* PROBLEM DESCRIPTION *
Search the data below for "mountain"; list each line that holds it.

* DATA FOR THIS EXERCISE *
|---|
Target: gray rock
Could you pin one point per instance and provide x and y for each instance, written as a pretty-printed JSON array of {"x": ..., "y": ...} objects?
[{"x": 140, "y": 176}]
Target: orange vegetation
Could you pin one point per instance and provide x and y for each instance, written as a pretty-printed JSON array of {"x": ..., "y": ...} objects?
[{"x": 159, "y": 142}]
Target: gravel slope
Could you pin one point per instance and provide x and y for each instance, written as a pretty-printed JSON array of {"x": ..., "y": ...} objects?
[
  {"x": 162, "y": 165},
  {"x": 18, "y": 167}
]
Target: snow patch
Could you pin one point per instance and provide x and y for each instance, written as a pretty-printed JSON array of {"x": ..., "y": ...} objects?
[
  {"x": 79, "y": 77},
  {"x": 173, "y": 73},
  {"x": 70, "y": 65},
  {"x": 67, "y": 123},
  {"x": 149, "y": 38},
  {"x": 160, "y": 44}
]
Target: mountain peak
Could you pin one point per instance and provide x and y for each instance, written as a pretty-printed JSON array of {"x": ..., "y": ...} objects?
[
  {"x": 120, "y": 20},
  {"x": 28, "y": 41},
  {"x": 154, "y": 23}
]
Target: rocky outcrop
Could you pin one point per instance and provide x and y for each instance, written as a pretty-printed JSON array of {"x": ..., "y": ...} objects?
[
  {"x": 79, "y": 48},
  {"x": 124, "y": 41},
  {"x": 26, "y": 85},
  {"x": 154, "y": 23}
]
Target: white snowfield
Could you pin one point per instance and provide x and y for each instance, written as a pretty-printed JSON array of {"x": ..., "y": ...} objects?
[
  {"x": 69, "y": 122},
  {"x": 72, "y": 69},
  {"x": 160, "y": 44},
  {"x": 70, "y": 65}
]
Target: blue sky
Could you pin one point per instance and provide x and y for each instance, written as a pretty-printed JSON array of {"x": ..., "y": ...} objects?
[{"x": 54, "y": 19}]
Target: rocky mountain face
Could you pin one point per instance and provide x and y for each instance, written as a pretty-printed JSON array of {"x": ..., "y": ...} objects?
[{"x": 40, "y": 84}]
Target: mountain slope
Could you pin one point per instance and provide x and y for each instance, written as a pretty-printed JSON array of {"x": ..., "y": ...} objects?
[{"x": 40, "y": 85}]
|---|
* ANSWER BELOW *
Target: mountain peak
Target: rocky mountain face
Target: mountain slope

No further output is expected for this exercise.